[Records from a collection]
— Begin —

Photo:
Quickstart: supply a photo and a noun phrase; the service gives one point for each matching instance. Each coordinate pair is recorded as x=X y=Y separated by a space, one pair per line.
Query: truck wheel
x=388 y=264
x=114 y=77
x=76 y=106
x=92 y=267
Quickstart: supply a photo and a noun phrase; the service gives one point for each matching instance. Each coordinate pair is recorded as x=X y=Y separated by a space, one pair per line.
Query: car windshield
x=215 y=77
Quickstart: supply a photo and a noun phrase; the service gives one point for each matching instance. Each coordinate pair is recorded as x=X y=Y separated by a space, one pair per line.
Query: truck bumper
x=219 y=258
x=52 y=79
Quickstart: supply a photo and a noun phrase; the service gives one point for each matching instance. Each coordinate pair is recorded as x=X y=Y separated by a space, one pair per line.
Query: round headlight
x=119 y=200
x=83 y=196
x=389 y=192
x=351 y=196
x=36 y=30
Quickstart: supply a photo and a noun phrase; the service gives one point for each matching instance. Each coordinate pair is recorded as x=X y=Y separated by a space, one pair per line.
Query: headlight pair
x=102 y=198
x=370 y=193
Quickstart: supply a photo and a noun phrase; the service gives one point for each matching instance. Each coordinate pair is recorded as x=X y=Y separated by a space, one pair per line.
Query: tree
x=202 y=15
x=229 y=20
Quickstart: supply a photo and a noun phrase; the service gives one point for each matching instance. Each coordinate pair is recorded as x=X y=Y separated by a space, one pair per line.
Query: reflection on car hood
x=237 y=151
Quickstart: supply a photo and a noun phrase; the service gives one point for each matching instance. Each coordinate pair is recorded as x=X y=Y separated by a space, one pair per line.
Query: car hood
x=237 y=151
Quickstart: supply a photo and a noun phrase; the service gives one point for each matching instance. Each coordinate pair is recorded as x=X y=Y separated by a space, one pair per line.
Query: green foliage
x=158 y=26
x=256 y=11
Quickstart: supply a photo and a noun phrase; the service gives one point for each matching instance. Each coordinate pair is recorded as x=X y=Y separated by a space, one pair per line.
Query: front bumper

— End —

=== Work to do ===
Copy all of the material above line for line, with no changes.

=== Problem solution ===
Photo:
Quickstart: supply a photo and a noun phrase; the service gives one point for each matching instance. Each coordinate pair is recorded as x=X y=Y separated by a space, one pair per line.
Query: truck wheel
x=388 y=264
x=114 y=77
x=76 y=106
x=92 y=267
Quickstart: supply a photo and a noun phrase; the service gives one point for each matching instance. Each coordinate pair is recorded as x=X y=Y separated by a space, one pair per line.
Query: car windshield
x=215 y=77
Quickstart: supply a photo and a noun phrase; the service gives one point for each matching instance. Each coordinate pair is recorded as x=X y=Y separated by a space, one pair per line.
Query: truck bumper
x=219 y=258
x=52 y=79
Quickstart: supply a photo and a noun phrase; the service gives one point for each matching instance. Each coordinate pair is recorded as x=X y=Y separated by a space, one pair per line.
Query: round headlight
x=119 y=200
x=83 y=196
x=389 y=192
x=351 y=196
x=36 y=30
Quickstart: supply a photo and a noun phrase; the service gives one point for each matching instance. Each coordinate pair is recorded as x=X y=Y separated by a space, one pair per line.
Query: headlight pair
x=102 y=198
x=370 y=193
Quickstart: supply a photo and a noun phrase; the service gives one point for each matching instance. Each coordinate pair is recorded as x=X y=Y separated by a space, one pair per line.
Query: tree
x=202 y=15
x=229 y=20
Quickstart: supply a photo and a noun phrase; the service gives one point for each matching instance. Each coordinate pair is recorded as x=X y=Y separated by a space, one pair per line.
Query: reflection on car hood
x=237 y=151
Quickstart: supply a photo and a noun phrase; the service gives one point for each matching instance. Each coordinate pair is recorded as x=X y=Y separated by a space, one pair per line.
Query: car hood
x=237 y=151
Quickstart: supply a photo and a noun phrase; the service gives one point for each matching instance. Each coordinate pair is recorded as x=X y=Y separated by a space, one pair per line.
Query: green foliage
x=158 y=26
x=256 y=11
Quickstart: supply a photo and a noun phrase; the service gives one point for each matching instance. Each coordinate pair is recorded as x=X y=Y separated by a space, one pair per line.
Query: front bumper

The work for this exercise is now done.